▶ _YOUR OBJECTIVE_: From the line containing "point: the bowl" down to the last line of the material, return those lines verbatim and only those.

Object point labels
--- BEGIN ---

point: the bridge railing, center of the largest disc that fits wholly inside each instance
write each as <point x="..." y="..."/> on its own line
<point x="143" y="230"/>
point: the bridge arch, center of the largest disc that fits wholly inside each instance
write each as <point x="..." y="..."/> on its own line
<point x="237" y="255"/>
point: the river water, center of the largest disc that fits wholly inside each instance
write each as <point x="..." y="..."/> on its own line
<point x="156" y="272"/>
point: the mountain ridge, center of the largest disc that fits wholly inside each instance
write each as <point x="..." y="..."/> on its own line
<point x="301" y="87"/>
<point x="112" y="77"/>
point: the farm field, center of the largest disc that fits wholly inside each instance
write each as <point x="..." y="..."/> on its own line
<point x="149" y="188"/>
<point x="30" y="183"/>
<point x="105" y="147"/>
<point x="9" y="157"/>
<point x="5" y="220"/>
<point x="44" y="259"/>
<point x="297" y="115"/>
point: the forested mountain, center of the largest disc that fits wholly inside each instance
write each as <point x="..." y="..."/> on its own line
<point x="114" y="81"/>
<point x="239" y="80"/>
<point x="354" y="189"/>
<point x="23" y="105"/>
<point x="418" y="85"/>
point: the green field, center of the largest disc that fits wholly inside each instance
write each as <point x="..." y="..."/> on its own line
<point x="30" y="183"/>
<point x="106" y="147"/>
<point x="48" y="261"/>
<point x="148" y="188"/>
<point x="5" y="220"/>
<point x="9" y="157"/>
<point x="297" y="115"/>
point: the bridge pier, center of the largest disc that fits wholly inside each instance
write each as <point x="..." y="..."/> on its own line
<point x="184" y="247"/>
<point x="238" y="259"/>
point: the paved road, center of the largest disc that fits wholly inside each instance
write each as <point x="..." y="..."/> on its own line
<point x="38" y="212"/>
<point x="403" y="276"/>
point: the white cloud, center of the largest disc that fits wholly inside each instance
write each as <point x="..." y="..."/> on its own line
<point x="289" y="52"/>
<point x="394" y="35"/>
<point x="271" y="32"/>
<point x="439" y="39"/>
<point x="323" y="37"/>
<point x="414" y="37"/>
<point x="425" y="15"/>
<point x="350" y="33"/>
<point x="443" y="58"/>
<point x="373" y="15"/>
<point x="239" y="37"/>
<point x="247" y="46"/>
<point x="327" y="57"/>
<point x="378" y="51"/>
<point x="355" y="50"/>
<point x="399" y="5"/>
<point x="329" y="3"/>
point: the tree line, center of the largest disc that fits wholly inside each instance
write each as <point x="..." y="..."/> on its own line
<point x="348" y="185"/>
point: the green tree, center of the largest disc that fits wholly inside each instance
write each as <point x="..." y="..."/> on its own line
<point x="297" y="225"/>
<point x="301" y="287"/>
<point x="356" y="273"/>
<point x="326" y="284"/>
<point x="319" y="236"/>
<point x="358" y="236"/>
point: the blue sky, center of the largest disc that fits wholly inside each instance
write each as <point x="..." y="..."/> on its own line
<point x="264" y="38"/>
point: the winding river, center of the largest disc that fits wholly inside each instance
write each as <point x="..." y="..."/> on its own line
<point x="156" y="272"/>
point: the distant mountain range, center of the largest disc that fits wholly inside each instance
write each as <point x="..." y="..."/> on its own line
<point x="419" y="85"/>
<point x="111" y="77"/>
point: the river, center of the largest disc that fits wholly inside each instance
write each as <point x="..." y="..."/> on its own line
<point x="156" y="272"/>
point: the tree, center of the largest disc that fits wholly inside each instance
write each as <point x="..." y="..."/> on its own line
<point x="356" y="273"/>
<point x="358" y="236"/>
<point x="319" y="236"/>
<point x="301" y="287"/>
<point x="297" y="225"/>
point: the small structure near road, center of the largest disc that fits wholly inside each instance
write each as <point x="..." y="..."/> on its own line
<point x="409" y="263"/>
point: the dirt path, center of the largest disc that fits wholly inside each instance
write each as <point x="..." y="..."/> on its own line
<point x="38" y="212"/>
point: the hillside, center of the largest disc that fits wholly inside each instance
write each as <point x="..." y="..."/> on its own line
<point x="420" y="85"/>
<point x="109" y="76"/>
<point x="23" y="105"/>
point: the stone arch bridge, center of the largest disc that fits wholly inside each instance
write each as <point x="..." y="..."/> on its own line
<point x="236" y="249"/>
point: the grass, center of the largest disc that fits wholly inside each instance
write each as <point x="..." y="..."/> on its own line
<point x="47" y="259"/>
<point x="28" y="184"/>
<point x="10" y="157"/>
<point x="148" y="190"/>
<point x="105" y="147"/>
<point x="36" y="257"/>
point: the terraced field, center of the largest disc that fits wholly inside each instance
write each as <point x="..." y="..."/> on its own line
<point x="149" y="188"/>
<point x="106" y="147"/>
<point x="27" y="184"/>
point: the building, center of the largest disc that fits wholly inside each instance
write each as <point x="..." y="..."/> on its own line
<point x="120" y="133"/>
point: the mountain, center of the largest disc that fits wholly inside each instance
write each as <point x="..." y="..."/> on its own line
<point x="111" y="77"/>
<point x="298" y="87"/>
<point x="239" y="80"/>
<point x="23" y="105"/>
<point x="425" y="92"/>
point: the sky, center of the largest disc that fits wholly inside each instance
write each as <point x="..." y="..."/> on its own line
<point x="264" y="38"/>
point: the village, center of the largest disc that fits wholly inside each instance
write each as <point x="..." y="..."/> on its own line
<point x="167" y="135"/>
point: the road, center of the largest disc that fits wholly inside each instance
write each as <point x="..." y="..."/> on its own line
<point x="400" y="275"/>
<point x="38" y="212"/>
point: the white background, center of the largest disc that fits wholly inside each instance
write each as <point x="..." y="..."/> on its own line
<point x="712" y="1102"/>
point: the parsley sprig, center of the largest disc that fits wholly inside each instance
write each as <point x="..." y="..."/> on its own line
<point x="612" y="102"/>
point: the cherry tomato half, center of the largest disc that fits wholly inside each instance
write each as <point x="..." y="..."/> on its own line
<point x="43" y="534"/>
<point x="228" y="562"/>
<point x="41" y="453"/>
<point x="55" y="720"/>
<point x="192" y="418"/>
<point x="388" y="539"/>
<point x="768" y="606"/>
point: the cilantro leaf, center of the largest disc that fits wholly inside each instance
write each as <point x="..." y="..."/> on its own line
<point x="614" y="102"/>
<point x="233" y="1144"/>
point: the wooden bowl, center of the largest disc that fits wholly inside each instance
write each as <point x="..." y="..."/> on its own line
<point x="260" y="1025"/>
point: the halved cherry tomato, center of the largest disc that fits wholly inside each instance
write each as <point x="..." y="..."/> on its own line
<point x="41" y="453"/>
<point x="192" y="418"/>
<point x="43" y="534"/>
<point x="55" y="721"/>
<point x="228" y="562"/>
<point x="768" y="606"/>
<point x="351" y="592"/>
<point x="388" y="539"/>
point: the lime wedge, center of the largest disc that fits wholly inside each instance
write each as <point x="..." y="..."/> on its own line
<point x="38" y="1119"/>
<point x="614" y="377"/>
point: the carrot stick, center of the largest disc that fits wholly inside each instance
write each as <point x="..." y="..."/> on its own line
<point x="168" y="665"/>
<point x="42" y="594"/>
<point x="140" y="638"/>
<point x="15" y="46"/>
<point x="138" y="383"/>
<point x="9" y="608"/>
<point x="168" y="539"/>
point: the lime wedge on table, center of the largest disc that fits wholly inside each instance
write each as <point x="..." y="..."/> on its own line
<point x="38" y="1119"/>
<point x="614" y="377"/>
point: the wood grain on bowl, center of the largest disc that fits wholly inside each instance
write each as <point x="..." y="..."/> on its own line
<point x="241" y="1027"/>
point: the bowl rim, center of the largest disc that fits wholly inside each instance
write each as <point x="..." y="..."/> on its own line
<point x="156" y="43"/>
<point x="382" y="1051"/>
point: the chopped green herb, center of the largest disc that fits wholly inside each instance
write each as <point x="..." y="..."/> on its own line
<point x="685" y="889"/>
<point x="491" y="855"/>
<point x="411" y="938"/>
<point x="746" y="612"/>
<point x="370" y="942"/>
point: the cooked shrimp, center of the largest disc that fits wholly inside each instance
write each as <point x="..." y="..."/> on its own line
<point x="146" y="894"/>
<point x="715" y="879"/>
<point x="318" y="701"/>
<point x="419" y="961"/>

--- END ---

▶ _FINISHED ANSWER_:
point: the bowl rim, center of the largest disc that fits wholly inside each instance
write each as <point x="..." y="..."/> on its own line
<point x="156" y="43"/>
<point x="382" y="1051"/>
point: the chopped green herb, center of the largest disc that fits wholly inside each instance
write each as <point x="..." y="..."/> on its own line
<point x="685" y="889"/>
<point x="491" y="855"/>
<point x="411" y="938"/>
<point x="746" y="612"/>
<point x="370" y="942"/>
point: the cooked shrimp, center of the largest disc that fits wholly inside each instance
write each as <point x="..." y="..."/> on its own line
<point x="146" y="894"/>
<point x="715" y="879"/>
<point x="318" y="701"/>
<point x="419" y="961"/>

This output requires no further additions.